Start of DATA EXTRACT

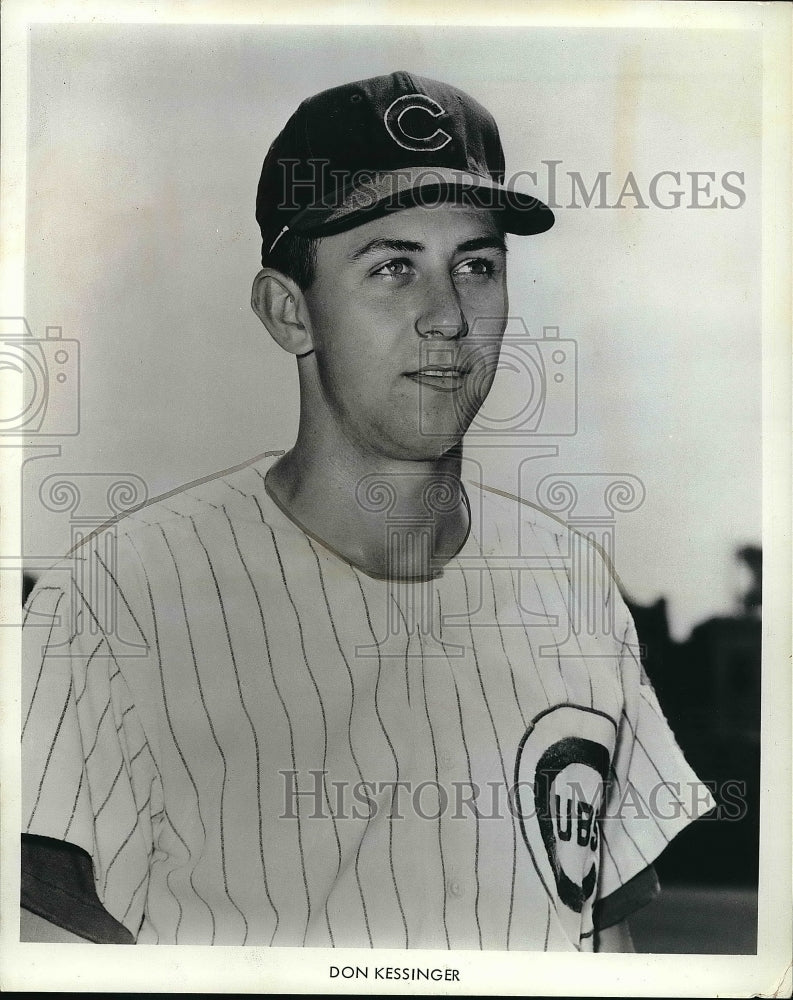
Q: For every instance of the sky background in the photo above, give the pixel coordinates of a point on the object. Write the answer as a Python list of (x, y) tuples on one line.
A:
[(145, 146)]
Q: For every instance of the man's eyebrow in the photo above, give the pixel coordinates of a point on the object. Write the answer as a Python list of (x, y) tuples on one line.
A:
[(383, 243), (492, 241)]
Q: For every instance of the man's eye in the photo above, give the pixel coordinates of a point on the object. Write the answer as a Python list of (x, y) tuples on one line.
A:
[(477, 266), (393, 268)]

End of DATA EXTRACT

**WHAT YOU SHOULD DO:** Turn every line of the records above into a JSON list of strings, with one string per line and no blank lines. Leave the pictures out.

**WORKED SOLUTION:**
[
  "Q: For every instance of the sky background in the photo above, give the pixel coordinates of a point on the object. Write the answer as a Python list of (x, y) tuples on one line.",
  "A:",
  "[(145, 146)]",
  "Q: For every instance of the man's eyebrow in the photo above, give the pixel coordinates of a point on the object. Write the answer as a Python list of (x, y) tuples on one line.",
  "A:",
  "[(383, 243), (492, 241)]",
  "Q: For every instance of the man's eye in the photo above, give the pixel coordinates of a point on the object. Write the answer as a Python list of (x, y) tuples on one line.",
  "A:",
  "[(477, 266), (393, 268)]"
]